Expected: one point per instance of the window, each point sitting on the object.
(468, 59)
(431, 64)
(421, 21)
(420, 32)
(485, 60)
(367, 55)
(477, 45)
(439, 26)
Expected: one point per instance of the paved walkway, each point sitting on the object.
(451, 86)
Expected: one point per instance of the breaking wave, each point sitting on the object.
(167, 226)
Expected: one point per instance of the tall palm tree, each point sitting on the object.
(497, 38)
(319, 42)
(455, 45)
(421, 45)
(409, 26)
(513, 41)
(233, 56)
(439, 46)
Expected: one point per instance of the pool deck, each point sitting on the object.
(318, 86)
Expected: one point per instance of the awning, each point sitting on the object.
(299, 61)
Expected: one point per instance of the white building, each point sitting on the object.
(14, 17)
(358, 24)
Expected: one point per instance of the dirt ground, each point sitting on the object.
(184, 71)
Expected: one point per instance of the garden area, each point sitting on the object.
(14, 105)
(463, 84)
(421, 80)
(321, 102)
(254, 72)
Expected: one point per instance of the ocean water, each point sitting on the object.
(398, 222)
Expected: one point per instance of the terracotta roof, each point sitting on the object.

--*--

WORK REQUEST: Exactly the lines from the one containing "Expected: one point per instance of the ocean" through the end of the entries above must be output, and no others.

ANSWER FOR THE TASK:
Expected: one point per instance of the ocean water, each point sitting on the object.
(398, 222)
Expected: one point per instance of the terracotta roof, each point sitting on the object.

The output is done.